> **Set problem 1**: According to the court opinion on the IRS summons below, when did the IRS begin formally investigating whether the DeLisis had been correctly reporting their incomes?

> **Extracted text**:

Intervenors Theodore DeLisi, Sr., Margaret DeLisi, Theodore DeLisi, Jr., and Richard DeLisi (the DeLisis) appeal from a district court order enforcing a summons the Internal Revenue Service (IRS or Service) issued to obtain their bank records. The case reaches us in an unusual posture: Both appellants and appellees agree that the trial court applied the incorrect standard of law, and on appeal the parties prevailing below argue that the trial court’s factual findings were clearly erroneous.
Early in 1978 the IRS began formally investigating whether the DeLisis had been correctly reporting their incomes. Shortly thereafter, the Drug Enforcement Administration (DEA) of the Department of Justice informed the IRS that some of the DeLisis were suspected “Class I” (or “High Level”) drug traffickers. The DEA also gave other information to the agent in charge of the IRS investigation. The IRS subsequently issued over twenty summonses to third-party recordkeepers, but the DeLisis intervened and stayed compliance, as they are authorized to do. See I.R.C. § 7609(b). In August 1978 the IRS agent in charge of the investigation, believing the investigation was not progressing, urged that the case be referred to the Department of Justice for a grand jury investigation. The IRS asked the Justice Department not to proceed with actions to enforce the summonses until the IRS determined whether it would transfer the case to the Justice Department. The parties dispute whether the IRS ever recommended criminal prosecution to the Justice Department, but the record shows that shortly after urging that the case be referred, the IRS agent rescinded his request for grand jury assistance. The IRS agent then served on a Colorado bank the summons that is before us. When the DeLisis again intervened and stayed compliance, the IRS commenced the instant action to enforce the summons. Over the next year, the district court held four evidentiary hearings on the propriety of the summons and finally ordered the summons enforced. This appeal followed.
We recently summarized the requirements for a valid IRS summons in United States v. Security Bank & Trust Co., 661 F.2d 847 (10th Cir. 1981). As established by the Supreme Court, the IRS must issue the summons in good faith and prior to recommending to the Justice Department that the taxpayers be criminally prosecuted for tax fraud. United States v. LaSalle National Bank, 437 U.S. 298, 318, 98 S.Ct. 2357, 2368, 57 L.Ed.2d 221 (1978); Donaldson v. United States, 400 U.S. 517, 536, 91 S.Ct. 534, 545, 27 L.Ed.2d 580 (1971). La Salle clarified that in determining whether a recommendation had been made, the fo*1165cus should be upon whether the IRS as an institution had decided to recommend criminal prosecution, not whether the recommendation had been made only at a lower level within the Service. LaSalle, 437 U.S. at 311—16, 98 S.Ct. at 2364-67. After reaching an institutional decision to recommend criminal prosecution, the IRS may not circumvent this restriction by delaying transmission of its recommendation solely to gather additional evidence for the prosecution. Id. at 316-17, 98 S.Ct. at 2367-68. To meet the good-faith standard, the IRS “must show that the investigation will be conducted pursuant to a legitimate purpose, that the inquiry may be relevant to the purpose, that the information sought is not already within the Commissioner’s possession, and that the administrative steps required by the Code have been followed .... ” United States v. Powell, 379 U.S. 48, 57-58, 85 S.Ct. 248, 255, 13 L.Ed.2d 112 (1964). The Service acts in bad faith if it issues the summons “to pressure the taxpayer to settle a collateral dispute, to harass the taxpayer, or to allow the Service to fulfill a commitment to gather information for other law enforcement agencies.” 1 Security Bank, 661 F.2d at 850 (citations to Powell and LaSalle omitted).

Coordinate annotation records
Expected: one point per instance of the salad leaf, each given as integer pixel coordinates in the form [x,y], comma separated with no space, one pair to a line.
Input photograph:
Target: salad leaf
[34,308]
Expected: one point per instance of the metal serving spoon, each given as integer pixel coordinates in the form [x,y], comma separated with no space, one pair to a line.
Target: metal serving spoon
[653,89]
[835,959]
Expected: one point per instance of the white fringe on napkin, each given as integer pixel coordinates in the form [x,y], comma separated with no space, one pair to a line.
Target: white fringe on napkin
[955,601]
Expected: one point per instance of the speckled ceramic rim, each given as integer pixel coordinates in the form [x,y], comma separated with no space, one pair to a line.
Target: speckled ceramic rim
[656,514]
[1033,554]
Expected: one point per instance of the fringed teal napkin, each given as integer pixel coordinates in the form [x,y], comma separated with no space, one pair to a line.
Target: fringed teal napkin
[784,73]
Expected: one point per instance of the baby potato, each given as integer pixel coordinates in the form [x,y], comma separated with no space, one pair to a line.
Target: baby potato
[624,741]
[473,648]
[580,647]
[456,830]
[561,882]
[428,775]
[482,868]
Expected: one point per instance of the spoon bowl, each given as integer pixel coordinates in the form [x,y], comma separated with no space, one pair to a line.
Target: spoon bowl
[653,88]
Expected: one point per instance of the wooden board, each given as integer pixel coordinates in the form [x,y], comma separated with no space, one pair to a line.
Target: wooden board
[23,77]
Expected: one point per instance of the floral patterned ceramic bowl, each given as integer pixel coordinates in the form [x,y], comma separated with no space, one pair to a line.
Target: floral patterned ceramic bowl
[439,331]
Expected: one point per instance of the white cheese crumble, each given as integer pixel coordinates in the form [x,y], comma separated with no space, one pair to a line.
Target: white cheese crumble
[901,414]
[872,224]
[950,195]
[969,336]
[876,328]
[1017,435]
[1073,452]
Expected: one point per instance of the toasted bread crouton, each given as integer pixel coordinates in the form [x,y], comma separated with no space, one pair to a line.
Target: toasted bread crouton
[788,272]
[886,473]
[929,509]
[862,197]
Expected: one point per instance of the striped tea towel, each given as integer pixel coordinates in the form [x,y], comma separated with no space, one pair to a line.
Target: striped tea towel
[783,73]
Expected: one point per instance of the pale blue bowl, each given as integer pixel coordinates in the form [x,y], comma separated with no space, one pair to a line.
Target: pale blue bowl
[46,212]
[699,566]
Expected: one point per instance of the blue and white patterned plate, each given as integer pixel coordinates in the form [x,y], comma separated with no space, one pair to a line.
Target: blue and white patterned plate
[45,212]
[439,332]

> **Set problem 2**: How many lines of the entries above contain the string "metal"? Case counts, and the reply should be only the number.

> **Final result 1**: Early in 1978.

> **Final result 2**: 2